**REQUIRED ACTION**
Apart from the images, reproduce all of the data word for word.

+---+

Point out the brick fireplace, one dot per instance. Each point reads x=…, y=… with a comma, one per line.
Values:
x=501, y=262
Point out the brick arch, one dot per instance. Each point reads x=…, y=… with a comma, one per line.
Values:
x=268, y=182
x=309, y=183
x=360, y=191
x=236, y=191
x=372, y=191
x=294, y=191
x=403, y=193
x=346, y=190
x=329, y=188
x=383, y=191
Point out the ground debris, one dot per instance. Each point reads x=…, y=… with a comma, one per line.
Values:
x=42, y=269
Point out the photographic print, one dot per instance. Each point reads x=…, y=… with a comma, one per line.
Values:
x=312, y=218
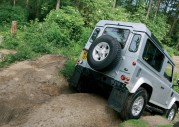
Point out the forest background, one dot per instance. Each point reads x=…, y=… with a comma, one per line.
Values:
x=63, y=26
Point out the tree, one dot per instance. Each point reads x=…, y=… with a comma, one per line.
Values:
x=149, y=8
x=175, y=14
x=114, y=3
x=58, y=5
x=14, y=2
x=158, y=6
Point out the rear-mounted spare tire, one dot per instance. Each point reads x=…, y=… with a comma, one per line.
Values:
x=104, y=53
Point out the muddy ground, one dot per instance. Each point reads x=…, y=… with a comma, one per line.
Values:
x=33, y=94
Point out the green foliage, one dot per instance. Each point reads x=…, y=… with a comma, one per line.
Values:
x=169, y=50
x=134, y=123
x=9, y=13
x=163, y=126
x=69, y=20
x=158, y=26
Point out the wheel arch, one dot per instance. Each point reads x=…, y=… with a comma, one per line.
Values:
x=148, y=88
x=177, y=103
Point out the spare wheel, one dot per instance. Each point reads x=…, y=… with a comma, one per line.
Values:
x=104, y=53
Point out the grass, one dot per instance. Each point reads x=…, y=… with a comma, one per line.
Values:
x=134, y=123
x=138, y=123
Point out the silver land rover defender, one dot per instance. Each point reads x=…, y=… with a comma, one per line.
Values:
x=128, y=60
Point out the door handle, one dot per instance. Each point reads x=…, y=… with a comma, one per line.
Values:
x=162, y=87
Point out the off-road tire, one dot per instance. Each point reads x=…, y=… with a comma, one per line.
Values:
x=126, y=113
x=113, y=57
x=174, y=108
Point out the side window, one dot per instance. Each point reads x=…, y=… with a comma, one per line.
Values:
x=135, y=43
x=94, y=35
x=120, y=34
x=153, y=56
x=168, y=72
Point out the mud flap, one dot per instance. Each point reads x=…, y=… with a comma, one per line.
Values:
x=117, y=98
x=76, y=76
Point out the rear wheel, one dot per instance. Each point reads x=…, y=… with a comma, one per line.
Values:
x=135, y=105
x=170, y=114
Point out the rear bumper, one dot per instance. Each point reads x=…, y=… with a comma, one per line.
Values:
x=119, y=93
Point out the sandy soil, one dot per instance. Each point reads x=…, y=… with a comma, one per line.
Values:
x=32, y=94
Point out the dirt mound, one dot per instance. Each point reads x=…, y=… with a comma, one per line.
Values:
x=154, y=121
x=32, y=94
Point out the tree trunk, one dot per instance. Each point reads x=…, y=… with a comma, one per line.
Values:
x=14, y=28
x=175, y=19
x=27, y=3
x=58, y=5
x=149, y=8
x=158, y=6
x=14, y=3
x=114, y=3
x=173, y=25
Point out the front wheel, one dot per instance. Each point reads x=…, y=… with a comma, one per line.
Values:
x=135, y=105
x=170, y=114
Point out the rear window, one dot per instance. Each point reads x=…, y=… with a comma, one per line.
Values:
x=120, y=34
x=153, y=56
x=135, y=43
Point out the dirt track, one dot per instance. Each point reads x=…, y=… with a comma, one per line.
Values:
x=32, y=94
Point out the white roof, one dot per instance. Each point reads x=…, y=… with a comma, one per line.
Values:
x=135, y=26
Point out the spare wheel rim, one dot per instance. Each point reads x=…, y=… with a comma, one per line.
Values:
x=171, y=115
x=101, y=51
x=137, y=106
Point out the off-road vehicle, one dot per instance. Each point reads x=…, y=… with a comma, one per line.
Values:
x=130, y=62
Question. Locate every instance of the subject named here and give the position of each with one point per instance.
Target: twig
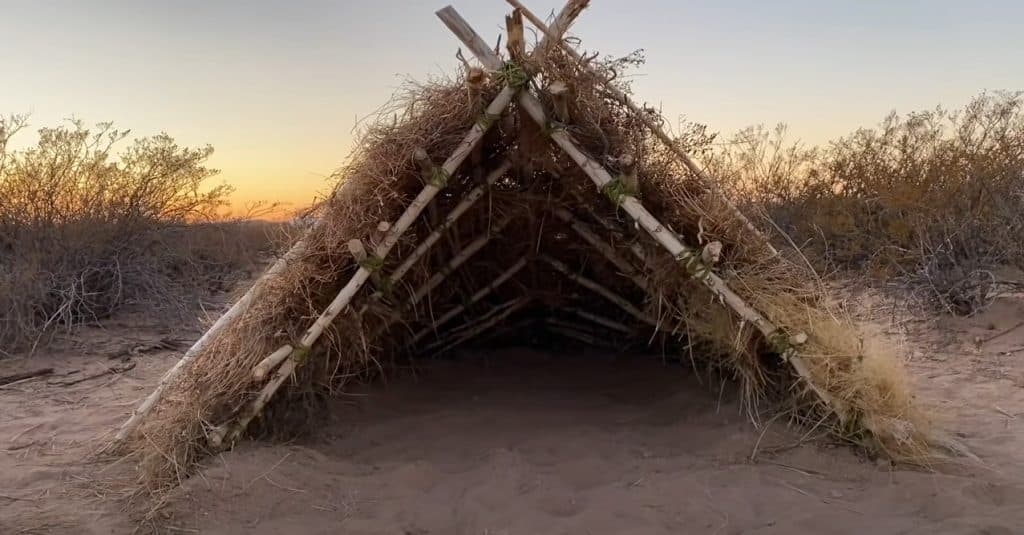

+---+

**FINISHED TASK**
Point out the brick fireplace, one dot per instance. Each point reads x=…, y=… with a comma, one per line.
Values:
x=501, y=262
Point out the brick arch, one dot per instance. Each point reads x=…, y=… with a comma, one per line.
Values:
x=268, y=182
x=309, y=183
x=360, y=191
x=236, y=191
x=372, y=191
x=294, y=191
x=403, y=193
x=346, y=190
x=329, y=188
x=383, y=191
Point out the ground debris, one dot per instance. Each point reads x=…, y=… with a comma, one per line.
Values:
x=42, y=269
Point out the photographic print, one dot per instance. Each point reads x=…, y=… with a comma, one per line.
Values:
x=312, y=218
Point out the forest background, one dot per instance. Each point reads x=…, y=… with a comma, one per line.
Values:
x=63, y=26
Point out the tree, one dot per instance. Each point reads x=…, y=… with a comma, one per line.
Values:
x=149, y=8
x=175, y=14
x=114, y=3
x=58, y=5
x=14, y=2
x=158, y=6
Point out the rear-mounted spare tire, one dot per instance. Each point reads x=…, y=… with a comma, one per line.
Values:
x=104, y=53
Point out the muddy ground, one dot per instance. Each point reads x=…, y=… with a comma, one per line.
Values:
x=33, y=94
Point out the green foliage, one dot per instance. Each point reads x=…, y=… with a comma, one per line.
Values:
x=169, y=50
x=134, y=123
x=9, y=13
x=163, y=126
x=69, y=20
x=158, y=26
Point out the wheel arch, one dot per instance. Each point reads x=…, y=… with a comma, one per line.
Values:
x=148, y=88
x=177, y=103
Point out the spare wheel, one dot per instance. Each point reads x=…, y=… with a comma, one per line.
Values:
x=104, y=53
Point out the grass, one dot per instance. Each point reads x=…, y=… with a comma, one per line.
Values:
x=134, y=123
x=138, y=123
Point out the silver land rover defender, one dot per instance. Each point reads x=…, y=… with a comma, one per line.
Values:
x=128, y=60
Point out the door handle, one dot per instance. Each point reads x=…, y=… with a comma, one per line.
Values:
x=162, y=87
Point out the off-road tire, one dot per instance. Each point reads x=…, y=… with a comma, one per line.
Values:
x=126, y=113
x=113, y=57
x=174, y=108
Point out the side window, one dot per instance. Each point reads x=…, y=… with a comma, one per line.
Values:
x=135, y=43
x=94, y=35
x=120, y=34
x=153, y=56
x=168, y=72
Point out the mud flap, one dot per instance. Each point reads x=…, y=… with a comma, one per line.
Values:
x=117, y=98
x=76, y=76
Point out the rear wheel, one dot per instance. Each point reads x=…, y=… with a comma, one per line.
Values:
x=135, y=105
x=170, y=114
Point out the rear bumper, one dot per instance. Each point reads x=…, y=… with a comma, one per line.
Values:
x=119, y=93
Point out the sandy soil, one dot per instance. Each point reads x=…, y=… with a comma, one per line.
Values:
x=32, y=94
Point out the dirt mound, one dot per instance. Each point reads x=…, y=… with a comma, one per line.
Values:
x=154, y=121
x=32, y=94
Point out the tree trunk, one dot per instance. Each point reads x=…, y=… with a comma, one per line.
Values:
x=14, y=28
x=175, y=19
x=27, y=3
x=58, y=5
x=149, y=8
x=158, y=6
x=14, y=3
x=114, y=3
x=173, y=25
Point out the front wheel, one dot per instance. Each point reads x=…, y=… with a comma, one per line.
Values:
x=135, y=105
x=170, y=114
Point out the rear window, one dot per instance. Each point reads x=…, y=… with a comma, one per line.
Values:
x=120, y=34
x=153, y=56
x=135, y=43
Point out the dirt track, one dot per instance. Each point reads x=…, y=… with a comma, one per line.
Values:
x=32, y=94
Point out the white roof, one dot per instance. Each point reads x=…, y=… with a comma, one per line.
Values:
x=135, y=26
Point out the spare wheel rim, one dot per instance. Each point reads x=…, y=… with a comma, one per line.
Values:
x=171, y=115
x=101, y=51
x=137, y=106
Point out the off-road vehicle, one dot per instance. Each point reads x=…, y=… with a comma, one per line.
Values:
x=130, y=62
Question. Locate every instance of the subject named here and give the position of each with one point per instance.
Target: twig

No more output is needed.